#### [TASK PROMPT]
Please lay out the lines from the line with "Task: locate every cashew" up to and including the line with "(920, 206), (1280, 461)" as a Markdown table with the columns Row and Line text, leaving out any blank lines.
start PROVIDED MATERIAL
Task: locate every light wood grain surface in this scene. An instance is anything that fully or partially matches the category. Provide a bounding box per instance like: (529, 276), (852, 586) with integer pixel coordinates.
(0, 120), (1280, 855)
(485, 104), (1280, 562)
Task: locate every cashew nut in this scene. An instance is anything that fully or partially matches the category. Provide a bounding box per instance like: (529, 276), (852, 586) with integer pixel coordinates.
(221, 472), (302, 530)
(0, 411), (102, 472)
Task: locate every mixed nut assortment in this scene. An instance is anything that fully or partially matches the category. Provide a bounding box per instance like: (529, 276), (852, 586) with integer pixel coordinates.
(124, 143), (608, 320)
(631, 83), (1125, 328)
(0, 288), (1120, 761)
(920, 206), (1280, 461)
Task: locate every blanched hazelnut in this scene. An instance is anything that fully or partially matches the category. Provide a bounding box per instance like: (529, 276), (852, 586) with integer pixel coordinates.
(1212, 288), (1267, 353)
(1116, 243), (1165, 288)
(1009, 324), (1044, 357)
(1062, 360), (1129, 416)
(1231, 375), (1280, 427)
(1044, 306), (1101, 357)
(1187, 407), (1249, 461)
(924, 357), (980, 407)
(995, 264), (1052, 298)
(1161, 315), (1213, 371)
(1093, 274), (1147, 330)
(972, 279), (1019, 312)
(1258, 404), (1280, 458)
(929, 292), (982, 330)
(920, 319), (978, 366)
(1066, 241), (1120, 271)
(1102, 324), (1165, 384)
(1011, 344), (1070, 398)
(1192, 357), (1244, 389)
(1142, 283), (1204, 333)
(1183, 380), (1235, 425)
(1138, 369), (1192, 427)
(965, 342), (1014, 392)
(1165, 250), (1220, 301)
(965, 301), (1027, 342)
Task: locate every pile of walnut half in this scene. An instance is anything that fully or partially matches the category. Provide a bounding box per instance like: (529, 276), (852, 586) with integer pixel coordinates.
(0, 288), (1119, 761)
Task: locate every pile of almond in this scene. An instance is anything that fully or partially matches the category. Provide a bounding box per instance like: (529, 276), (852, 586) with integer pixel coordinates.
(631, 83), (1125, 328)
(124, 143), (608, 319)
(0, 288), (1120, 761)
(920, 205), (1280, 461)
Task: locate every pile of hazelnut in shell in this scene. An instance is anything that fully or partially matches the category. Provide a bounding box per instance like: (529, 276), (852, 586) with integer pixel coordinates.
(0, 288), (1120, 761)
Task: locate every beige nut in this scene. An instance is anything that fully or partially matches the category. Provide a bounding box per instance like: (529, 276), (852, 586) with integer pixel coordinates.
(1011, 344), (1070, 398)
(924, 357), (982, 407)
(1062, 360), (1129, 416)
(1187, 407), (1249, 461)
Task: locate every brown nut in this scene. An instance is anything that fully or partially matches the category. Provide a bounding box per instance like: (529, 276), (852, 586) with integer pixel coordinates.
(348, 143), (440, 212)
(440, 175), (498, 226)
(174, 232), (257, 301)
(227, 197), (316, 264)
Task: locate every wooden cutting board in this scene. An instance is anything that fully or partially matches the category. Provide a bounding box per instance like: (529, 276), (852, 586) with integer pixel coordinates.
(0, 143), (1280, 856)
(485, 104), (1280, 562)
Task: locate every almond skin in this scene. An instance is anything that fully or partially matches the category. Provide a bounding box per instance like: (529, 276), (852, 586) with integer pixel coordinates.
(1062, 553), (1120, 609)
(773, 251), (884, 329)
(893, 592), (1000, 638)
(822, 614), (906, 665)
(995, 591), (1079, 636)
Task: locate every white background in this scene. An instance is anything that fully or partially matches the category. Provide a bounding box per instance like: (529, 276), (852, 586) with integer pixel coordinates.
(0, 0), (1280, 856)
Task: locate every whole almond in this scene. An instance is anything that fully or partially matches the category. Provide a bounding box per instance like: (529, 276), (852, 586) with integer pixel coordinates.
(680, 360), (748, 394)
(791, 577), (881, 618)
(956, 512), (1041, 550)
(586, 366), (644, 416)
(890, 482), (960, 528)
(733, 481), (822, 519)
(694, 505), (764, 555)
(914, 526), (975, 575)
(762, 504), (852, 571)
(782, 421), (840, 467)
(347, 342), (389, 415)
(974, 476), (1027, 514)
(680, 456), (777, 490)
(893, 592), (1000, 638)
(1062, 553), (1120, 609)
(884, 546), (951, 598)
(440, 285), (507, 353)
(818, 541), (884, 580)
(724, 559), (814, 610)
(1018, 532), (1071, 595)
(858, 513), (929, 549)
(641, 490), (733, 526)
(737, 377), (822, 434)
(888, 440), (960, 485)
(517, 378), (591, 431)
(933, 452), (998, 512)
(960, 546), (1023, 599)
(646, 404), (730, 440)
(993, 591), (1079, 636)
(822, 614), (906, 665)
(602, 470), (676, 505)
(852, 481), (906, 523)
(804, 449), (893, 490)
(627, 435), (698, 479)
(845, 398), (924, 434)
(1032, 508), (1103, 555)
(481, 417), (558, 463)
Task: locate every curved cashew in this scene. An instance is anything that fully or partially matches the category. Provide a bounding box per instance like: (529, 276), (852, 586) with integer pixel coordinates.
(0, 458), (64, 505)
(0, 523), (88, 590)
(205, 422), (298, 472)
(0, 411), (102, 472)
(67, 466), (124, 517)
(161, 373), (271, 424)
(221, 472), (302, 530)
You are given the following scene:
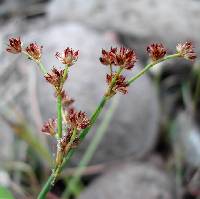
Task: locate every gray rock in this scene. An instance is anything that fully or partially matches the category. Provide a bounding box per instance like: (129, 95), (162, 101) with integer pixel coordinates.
(79, 163), (174, 199)
(173, 112), (200, 167)
(18, 23), (159, 166)
(47, 0), (200, 55)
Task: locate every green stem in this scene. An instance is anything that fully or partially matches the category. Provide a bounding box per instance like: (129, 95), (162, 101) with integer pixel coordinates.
(38, 54), (180, 199)
(128, 53), (180, 85)
(63, 65), (69, 81)
(62, 97), (119, 199)
(194, 66), (200, 107)
(22, 51), (48, 75)
(57, 94), (62, 138)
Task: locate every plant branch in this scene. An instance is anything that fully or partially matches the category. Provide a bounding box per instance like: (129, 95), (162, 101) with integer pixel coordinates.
(128, 53), (180, 85)
(22, 51), (48, 75)
(38, 54), (180, 199)
(62, 96), (119, 199)
(57, 94), (62, 138)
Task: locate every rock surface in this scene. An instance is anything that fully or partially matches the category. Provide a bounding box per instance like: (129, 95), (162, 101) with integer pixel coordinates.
(47, 0), (200, 55)
(79, 163), (174, 199)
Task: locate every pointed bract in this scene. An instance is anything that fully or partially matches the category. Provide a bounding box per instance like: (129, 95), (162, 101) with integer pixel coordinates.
(6, 37), (22, 54)
(147, 43), (167, 61)
(26, 43), (43, 61)
(42, 119), (57, 136)
(55, 47), (79, 66)
(176, 41), (197, 61)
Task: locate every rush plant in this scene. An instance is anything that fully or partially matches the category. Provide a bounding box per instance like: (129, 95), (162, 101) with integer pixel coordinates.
(7, 38), (196, 199)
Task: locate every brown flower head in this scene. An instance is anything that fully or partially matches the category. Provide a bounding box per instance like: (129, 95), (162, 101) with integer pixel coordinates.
(176, 42), (197, 61)
(114, 47), (137, 70)
(61, 90), (74, 108)
(106, 74), (128, 96)
(44, 67), (67, 91)
(99, 47), (117, 65)
(66, 108), (90, 131)
(6, 37), (22, 54)
(55, 47), (79, 66)
(147, 43), (167, 61)
(100, 47), (137, 70)
(42, 119), (57, 136)
(60, 128), (80, 152)
(26, 43), (43, 61)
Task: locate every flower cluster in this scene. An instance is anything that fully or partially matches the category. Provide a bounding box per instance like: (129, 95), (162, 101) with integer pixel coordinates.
(44, 67), (67, 95)
(6, 37), (42, 61)
(176, 42), (197, 61)
(6, 37), (22, 54)
(66, 108), (90, 131)
(106, 74), (128, 96)
(61, 90), (74, 109)
(42, 119), (57, 136)
(26, 43), (43, 61)
(100, 47), (137, 70)
(60, 128), (80, 153)
(55, 47), (79, 66)
(100, 47), (137, 97)
(147, 43), (167, 61)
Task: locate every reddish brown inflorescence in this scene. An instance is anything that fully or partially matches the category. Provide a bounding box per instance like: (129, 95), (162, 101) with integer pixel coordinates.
(176, 42), (197, 61)
(60, 128), (80, 153)
(106, 74), (128, 95)
(42, 119), (57, 136)
(6, 37), (22, 54)
(114, 47), (137, 70)
(147, 43), (167, 61)
(99, 47), (117, 65)
(66, 108), (90, 131)
(61, 90), (74, 108)
(44, 68), (67, 92)
(55, 47), (79, 66)
(100, 47), (137, 70)
(26, 43), (42, 61)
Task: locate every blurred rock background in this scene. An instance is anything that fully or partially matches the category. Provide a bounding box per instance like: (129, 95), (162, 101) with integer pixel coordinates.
(0, 0), (200, 199)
end PROVIDED MATERIAL
#### [ANSWER TO THE EXERCISE]
| Row | Line text |
|---|---|
| 1 | Task: locate every cashew nut in this scene. An instance is anything that fully or partially matches the category. Provide a bounding box per instance like: (529, 276), (852, 586) with integer pixel coordinates. |
| 2 | (221, 472), (302, 530) |
| 3 | (0, 411), (102, 472) |
| 4 | Task: locate every mixed nut assortment in this scene. An instance is anything that fully or partially matches the category. Provide a bounding box per instance like: (529, 276), (852, 586) with integer pixel coordinates. |
| 5 | (124, 143), (608, 320) |
| 6 | (631, 83), (1125, 328) |
| 7 | (0, 288), (1120, 761) |
| 8 | (920, 206), (1280, 461) |